→ **PAGE**:
(begin)

Create a cross table dataframe with number of venues by category by neighbourhood
We can use this to create a stacked bar plot showing the proportion of venues by category for each neighbourhood
This plot should also be helpful in detecting patterns behind the clustering assignment

# get the number of venues by category by neighbourhood
df_toronto_grp_cnt = df_toronto_ven.groupby(by=['Neighbourhood','Category']).size().unstack(fill_value=0)
df_toronto_grp_cnt.insert(loc=0, column='Cluster Labels', value=kmeans.labels_)
df_toronto_grp_cnt.sort_values(by=['Cluster Labels','Neighbourhood'],inplace=True)
df_toronto_grp_cnt.head()

(end)

→ **SUPPLIED MATERIAL**:
(begin)

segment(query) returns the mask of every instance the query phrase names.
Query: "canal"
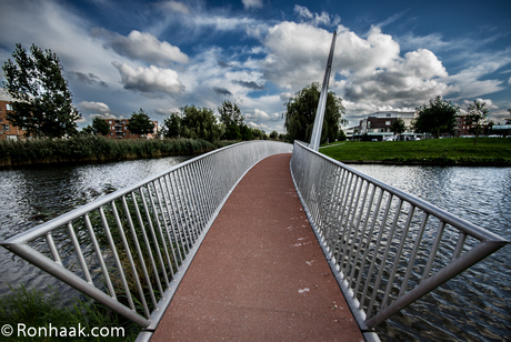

(end)

→ **WHAT TO DO**:
(a) Name every method called in the code on the Toronto venues page.
(b) According to the Toronto venues page, what kind of plot can the cross table be used to create?

→ **SET OF ANSWERS**:
(a) groupby, size, unstack, insert, sort_values, head

(b) A stacked bar plot showing the proportion of venues by category for each neighbourhood.